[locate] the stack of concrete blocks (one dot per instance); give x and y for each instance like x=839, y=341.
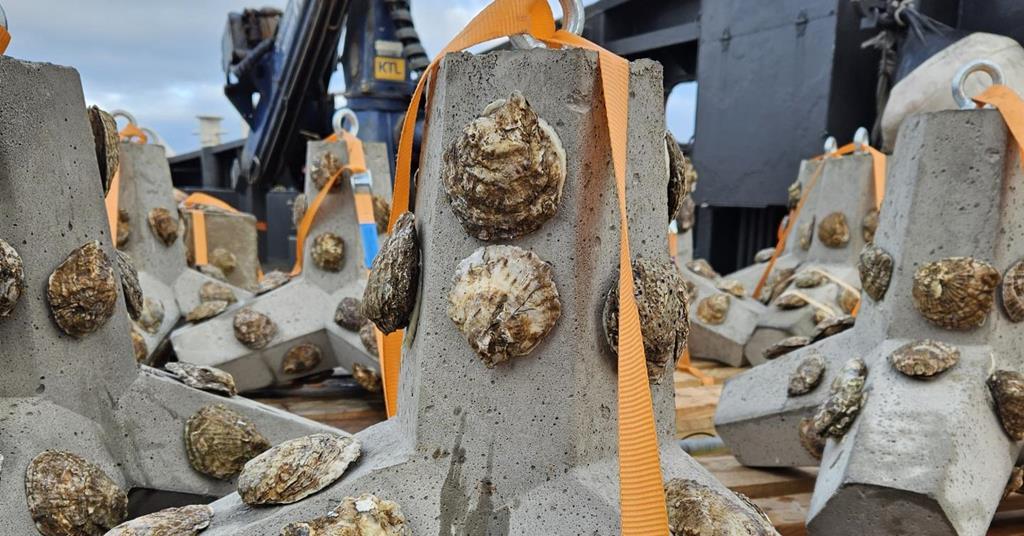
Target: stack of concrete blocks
x=303, y=310
x=924, y=456
x=163, y=273
x=86, y=396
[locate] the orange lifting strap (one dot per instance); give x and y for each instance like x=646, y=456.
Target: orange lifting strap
x=641, y=488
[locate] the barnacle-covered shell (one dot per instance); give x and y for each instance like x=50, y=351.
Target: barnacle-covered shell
x=301, y=358
x=924, y=358
x=364, y=516
x=203, y=377
x=697, y=509
x=955, y=292
x=11, y=278
x=69, y=496
x=876, y=268
x=82, y=291
x=660, y=299
x=184, y=521
x=807, y=375
x=504, y=175
x=713, y=310
x=329, y=251
x=837, y=412
x=163, y=224
x=504, y=301
x=390, y=294
x=219, y=442
x=296, y=468
x=1007, y=387
x=254, y=329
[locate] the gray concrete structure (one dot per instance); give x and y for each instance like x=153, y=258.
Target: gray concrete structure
x=86, y=396
x=303, y=310
x=924, y=457
x=528, y=447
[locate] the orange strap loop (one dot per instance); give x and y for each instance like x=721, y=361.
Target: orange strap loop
x=641, y=487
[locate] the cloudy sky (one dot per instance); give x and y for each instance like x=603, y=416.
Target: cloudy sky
x=161, y=60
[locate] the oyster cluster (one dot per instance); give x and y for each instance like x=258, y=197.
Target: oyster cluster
x=504, y=175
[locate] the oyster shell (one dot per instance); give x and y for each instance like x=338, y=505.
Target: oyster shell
x=254, y=329
x=203, y=377
x=504, y=301
x=296, y=468
x=68, y=495
x=82, y=291
x=329, y=251
x=1007, y=387
x=184, y=521
x=301, y=358
x=11, y=278
x=364, y=516
x=955, y=292
x=662, y=303
x=697, y=509
x=504, y=175
x=807, y=375
x=163, y=224
x=219, y=442
x=924, y=358
x=391, y=288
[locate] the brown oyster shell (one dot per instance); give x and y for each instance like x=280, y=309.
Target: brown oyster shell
x=82, y=291
x=876, y=268
x=807, y=375
x=660, y=296
x=11, y=278
x=301, y=358
x=329, y=251
x=1007, y=387
x=924, y=358
x=955, y=292
x=391, y=288
x=219, y=442
x=697, y=509
x=163, y=224
x=203, y=377
x=504, y=301
x=184, y=521
x=68, y=495
x=504, y=175
x=254, y=329
x=296, y=468
x=364, y=516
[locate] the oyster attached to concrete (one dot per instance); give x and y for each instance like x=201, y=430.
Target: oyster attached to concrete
x=390, y=294
x=955, y=292
x=184, y=521
x=296, y=468
x=11, y=278
x=924, y=358
x=68, y=495
x=329, y=251
x=219, y=442
x=1007, y=387
x=504, y=175
x=697, y=509
x=203, y=377
x=82, y=291
x=807, y=375
x=504, y=301
x=301, y=358
x=163, y=224
x=254, y=329
x=660, y=296
x=876, y=268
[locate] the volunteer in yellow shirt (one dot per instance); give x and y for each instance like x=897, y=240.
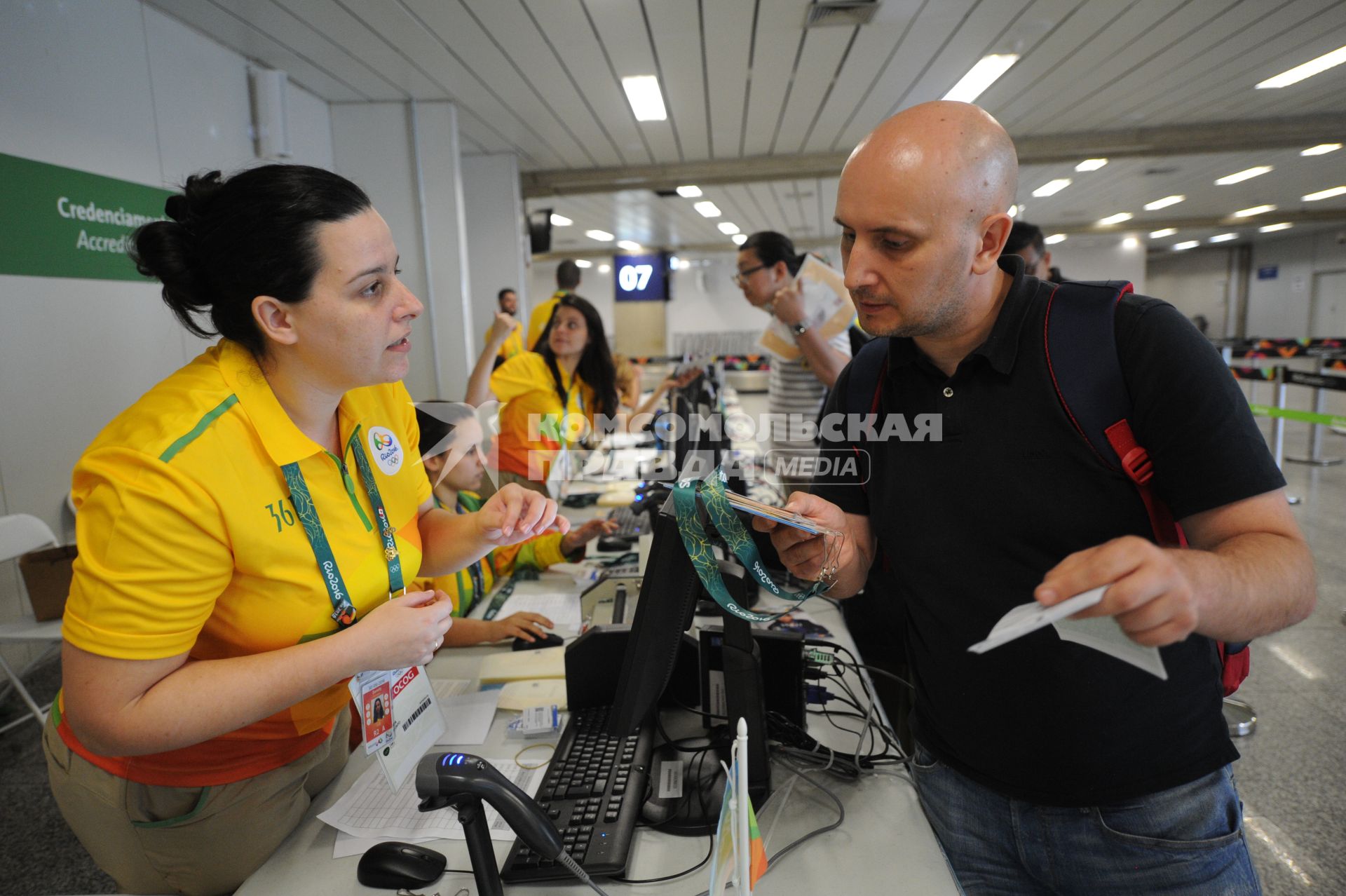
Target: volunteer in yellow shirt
x=551, y=398
x=241, y=529
x=451, y=449
x=513, y=344
x=567, y=282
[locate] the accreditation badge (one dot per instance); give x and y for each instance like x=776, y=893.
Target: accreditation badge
x=418, y=723
x=373, y=696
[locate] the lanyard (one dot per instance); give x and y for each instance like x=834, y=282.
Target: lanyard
x=698, y=543
x=474, y=569
x=344, y=610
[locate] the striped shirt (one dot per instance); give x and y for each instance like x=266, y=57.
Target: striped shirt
x=793, y=389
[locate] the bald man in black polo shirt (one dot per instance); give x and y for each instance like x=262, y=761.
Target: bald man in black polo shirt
x=1045, y=766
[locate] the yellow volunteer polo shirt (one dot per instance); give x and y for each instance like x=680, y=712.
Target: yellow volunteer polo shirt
x=513, y=344
x=538, y=320
x=525, y=386
x=189, y=543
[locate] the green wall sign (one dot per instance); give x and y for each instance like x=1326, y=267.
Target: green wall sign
x=61, y=222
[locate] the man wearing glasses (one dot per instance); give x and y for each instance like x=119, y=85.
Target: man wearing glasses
x=766, y=268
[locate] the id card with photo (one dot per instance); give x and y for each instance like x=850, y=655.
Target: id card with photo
x=373, y=696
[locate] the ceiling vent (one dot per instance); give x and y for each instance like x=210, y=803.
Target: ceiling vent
x=841, y=13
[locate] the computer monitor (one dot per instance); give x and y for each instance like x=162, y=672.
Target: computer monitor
x=669, y=590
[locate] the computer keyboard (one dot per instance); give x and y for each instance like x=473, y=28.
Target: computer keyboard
x=629, y=524
x=592, y=793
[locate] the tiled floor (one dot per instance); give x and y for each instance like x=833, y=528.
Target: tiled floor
x=1293, y=775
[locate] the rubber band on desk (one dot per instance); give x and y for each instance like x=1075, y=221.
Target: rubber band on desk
x=533, y=747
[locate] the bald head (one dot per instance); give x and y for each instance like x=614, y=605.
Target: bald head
x=923, y=206
x=953, y=156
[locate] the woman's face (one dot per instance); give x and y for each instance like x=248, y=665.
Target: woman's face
x=353, y=329
x=570, y=332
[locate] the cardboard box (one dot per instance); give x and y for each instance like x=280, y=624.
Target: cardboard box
x=46, y=575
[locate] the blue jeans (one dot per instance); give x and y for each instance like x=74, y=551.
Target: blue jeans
x=1183, y=841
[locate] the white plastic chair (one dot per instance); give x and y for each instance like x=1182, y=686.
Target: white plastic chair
x=20, y=533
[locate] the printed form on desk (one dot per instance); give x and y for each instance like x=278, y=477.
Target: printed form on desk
x=372, y=812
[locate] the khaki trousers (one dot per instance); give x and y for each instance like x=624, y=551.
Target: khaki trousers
x=186, y=840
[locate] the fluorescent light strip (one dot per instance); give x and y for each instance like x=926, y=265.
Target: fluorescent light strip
x=980, y=77
x=1325, y=194
x=1163, y=203
x=1052, y=187
x=642, y=92
x=1243, y=175
x=1307, y=70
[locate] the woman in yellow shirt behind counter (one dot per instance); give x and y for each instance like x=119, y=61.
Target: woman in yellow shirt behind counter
x=550, y=392
x=451, y=451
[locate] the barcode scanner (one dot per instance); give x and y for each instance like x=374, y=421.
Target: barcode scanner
x=463, y=782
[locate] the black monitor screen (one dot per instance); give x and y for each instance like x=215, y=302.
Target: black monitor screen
x=664, y=611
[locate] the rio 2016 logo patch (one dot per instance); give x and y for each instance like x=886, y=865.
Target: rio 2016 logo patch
x=388, y=451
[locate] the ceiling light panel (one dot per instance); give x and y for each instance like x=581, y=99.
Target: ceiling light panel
x=1306, y=70
x=1239, y=177
x=642, y=92
x=980, y=77
x=1052, y=187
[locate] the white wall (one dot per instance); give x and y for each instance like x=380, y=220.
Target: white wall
x=1280, y=307
x=497, y=240
x=118, y=89
x=1197, y=282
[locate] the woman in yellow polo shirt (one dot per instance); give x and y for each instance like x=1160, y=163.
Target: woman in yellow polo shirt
x=552, y=396
x=236, y=522
x=451, y=451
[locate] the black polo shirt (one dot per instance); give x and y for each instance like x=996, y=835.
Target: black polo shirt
x=971, y=525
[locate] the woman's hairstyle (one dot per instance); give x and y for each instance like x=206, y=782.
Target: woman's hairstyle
x=772, y=247
x=595, y=365
x=437, y=424
x=232, y=240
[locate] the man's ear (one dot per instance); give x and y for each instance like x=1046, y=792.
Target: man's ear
x=273, y=320
x=991, y=238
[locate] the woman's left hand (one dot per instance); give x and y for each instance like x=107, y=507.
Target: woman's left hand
x=586, y=533
x=516, y=514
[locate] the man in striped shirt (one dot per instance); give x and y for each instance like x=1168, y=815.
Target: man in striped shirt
x=766, y=268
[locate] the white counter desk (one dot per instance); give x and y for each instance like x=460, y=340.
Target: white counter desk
x=885, y=846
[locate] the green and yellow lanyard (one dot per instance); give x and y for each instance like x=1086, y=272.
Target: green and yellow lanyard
x=344, y=611
x=474, y=571
x=726, y=521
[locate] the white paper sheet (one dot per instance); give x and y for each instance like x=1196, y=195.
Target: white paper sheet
x=562, y=607
x=468, y=717
x=1100, y=632
x=373, y=812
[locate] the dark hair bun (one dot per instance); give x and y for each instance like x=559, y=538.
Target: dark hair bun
x=231, y=240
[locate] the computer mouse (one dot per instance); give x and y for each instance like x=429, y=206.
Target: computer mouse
x=614, y=543
x=550, y=639
x=393, y=865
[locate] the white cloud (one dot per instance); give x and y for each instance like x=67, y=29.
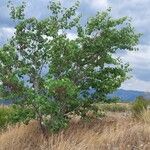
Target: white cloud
x=136, y=84
x=6, y=33
x=96, y=4
x=139, y=59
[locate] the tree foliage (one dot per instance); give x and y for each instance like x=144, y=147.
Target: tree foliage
x=46, y=72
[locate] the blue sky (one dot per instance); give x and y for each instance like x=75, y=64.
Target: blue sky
x=138, y=10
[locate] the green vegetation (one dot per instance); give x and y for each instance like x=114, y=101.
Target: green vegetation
x=5, y=116
x=73, y=66
x=113, y=107
x=139, y=106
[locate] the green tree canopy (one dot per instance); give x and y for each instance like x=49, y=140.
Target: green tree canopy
x=72, y=66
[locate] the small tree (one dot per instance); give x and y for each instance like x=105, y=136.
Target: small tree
x=45, y=72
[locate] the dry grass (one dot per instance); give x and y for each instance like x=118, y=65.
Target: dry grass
x=110, y=133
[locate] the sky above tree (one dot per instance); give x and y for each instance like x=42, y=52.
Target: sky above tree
x=136, y=9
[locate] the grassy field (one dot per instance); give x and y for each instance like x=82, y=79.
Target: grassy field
x=118, y=130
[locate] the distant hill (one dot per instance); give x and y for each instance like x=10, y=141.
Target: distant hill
x=124, y=95
x=129, y=95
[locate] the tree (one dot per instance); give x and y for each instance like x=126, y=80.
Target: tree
x=45, y=72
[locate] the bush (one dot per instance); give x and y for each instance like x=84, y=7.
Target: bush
x=139, y=106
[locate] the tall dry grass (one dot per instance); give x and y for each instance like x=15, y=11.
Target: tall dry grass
x=109, y=133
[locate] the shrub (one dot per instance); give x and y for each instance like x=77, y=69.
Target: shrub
x=139, y=106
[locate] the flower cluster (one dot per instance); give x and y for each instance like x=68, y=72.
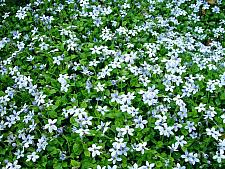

-*-

→ **TASK OBJECTIVE**: Repeat the records word for word, everything from the line containing "[locate] the white wall" down to the line containing "x=726, y=521", with both of those lines included.

→ **TASK SOLUTION**:
[locate] the white wall (one dot per instance); give x and y for each instance like x=380, y=220.
Target: white wall
x=1280, y=307
x=497, y=240
x=118, y=89
x=1197, y=282
[locate] the woman in yellow polo shirt (one dot per instance); give x and y for each instance like x=1160, y=163.
Target: woman in yellow polo shirt
x=552, y=396
x=236, y=522
x=451, y=451
[locate] the black polo shirt (one dot per instance); give x and y for each instance like x=996, y=835.
Target: black polo shirt
x=971, y=525
[locate] the woman's hairstyle (one dot per instance); give x and y for each instance like x=206, y=782.
Target: woman's hairstyle
x=772, y=247
x=595, y=365
x=437, y=424
x=232, y=240
[locate] the man's ear (one dot per instance); give x and y for each instance like x=1046, y=792.
Target: man's ear
x=273, y=320
x=991, y=238
[locate] the woman's left hand (one dot per instance); give x and y for each instance like x=107, y=507.
Target: woman's left hand
x=586, y=533
x=516, y=514
[locate] the man in striped shirt (one dot per instance); give x and y for each instance like x=1168, y=815.
Target: man in striped shirt
x=766, y=268
[locate] the white counter desk (one dot per instance); give x and y for each instance like x=460, y=340.
Target: white counter desk
x=885, y=846
[locate] the green and yellow lanyard (one dot per instance); give x and y for each instance like x=1086, y=272.
Target: green and yellow lanyard
x=344, y=611
x=474, y=571
x=726, y=521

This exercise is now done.